### AIM OF THE TASK:
Copy each line of the data exactly. Leave nothing out.

[Source records]
........

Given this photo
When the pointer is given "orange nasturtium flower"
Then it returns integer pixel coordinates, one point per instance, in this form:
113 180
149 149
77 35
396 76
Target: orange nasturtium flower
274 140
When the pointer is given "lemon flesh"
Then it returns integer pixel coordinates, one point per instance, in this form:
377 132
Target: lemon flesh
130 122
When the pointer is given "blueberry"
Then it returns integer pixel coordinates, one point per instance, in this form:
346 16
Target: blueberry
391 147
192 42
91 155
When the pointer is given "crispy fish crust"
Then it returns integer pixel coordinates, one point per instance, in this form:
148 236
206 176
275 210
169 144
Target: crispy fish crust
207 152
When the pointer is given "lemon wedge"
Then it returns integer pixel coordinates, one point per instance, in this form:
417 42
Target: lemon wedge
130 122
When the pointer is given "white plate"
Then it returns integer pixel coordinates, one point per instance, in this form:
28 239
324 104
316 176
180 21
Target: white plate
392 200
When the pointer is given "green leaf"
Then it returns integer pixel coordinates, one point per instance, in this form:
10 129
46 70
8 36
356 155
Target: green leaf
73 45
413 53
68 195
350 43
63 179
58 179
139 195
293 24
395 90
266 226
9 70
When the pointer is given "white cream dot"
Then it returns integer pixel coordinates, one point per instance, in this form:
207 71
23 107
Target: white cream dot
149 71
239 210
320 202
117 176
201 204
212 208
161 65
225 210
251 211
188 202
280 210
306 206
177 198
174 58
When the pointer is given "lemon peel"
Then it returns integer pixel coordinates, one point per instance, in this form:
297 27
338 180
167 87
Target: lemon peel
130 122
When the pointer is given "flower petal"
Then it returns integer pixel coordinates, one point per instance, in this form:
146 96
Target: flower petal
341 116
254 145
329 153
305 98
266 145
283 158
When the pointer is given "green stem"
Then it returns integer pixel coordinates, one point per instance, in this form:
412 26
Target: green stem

........

### RESULT OF THE EXERCISE:
Given this photo
When the pointer is given "orange nasturtium flower"
Then it returns integer pixel coordinates, one point per instance, in this form:
113 180
149 149
77 35
396 76
Target: orange nasturtium flower
274 140
When the pointer is given "lemon flesh"
Then it returns integer pixel coordinates, one point per instance, in this form:
377 132
Target: lemon flesh
130 122
When the pointer is given "blueberry"
Then it returns integer pixel coordinates, one point per instance, in this form:
346 16
Target: blueberry
391 147
192 42
91 155
When the pointer is given "crispy fish crust"
Then it returns integer pixel coordinates, one point per instance, in this form:
148 236
206 176
275 210
169 144
Target: crispy fish crust
207 152
When the pointer is given "lemon wedge"
Then it returns integer pixel coordinates, one point per instance, in this form:
417 42
Target: lemon wedge
130 122
When the pointer is given "white plate"
Then it returns integer pixel coordinates, one point per instance, in this form:
28 239
324 104
316 176
180 21
Target: white plate
392 200
When the pointer is given "green leaf"
Then it returns integer pixel coordinates, one point per instance, in this form:
10 129
46 70
8 36
356 155
Target: green leaf
73 45
413 53
68 195
350 43
63 179
58 179
139 195
293 24
395 90
266 226
9 70
When the pointer is given "white cream dot"
Then it returns integer pixel coordinates, one point per instance, in this form:
207 71
23 107
Target: white cream dot
149 71
239 210
320 202
117 176
201 204
212 208
161 65
225 210
251 211
188 202
280 210
306 206
177 198
174 58
When the pointer is given "lemon peel"
Then it returns integer pixel coordinates, one point per instance, in this form:
297 27
338 180
167 87
Target: lemon peel
130 122
When the pointer is given "flower petal"
Then it returns integer pixel coordinates, one point per instance, in this form:
146 96
Target: flower petal
341 116
254 145
329 153
305 98
266 145
283 158
When the pointer is given "green stem"
Then it returns integer pixel coordinates, one point per instance, in this form:
412 26
Target: green stem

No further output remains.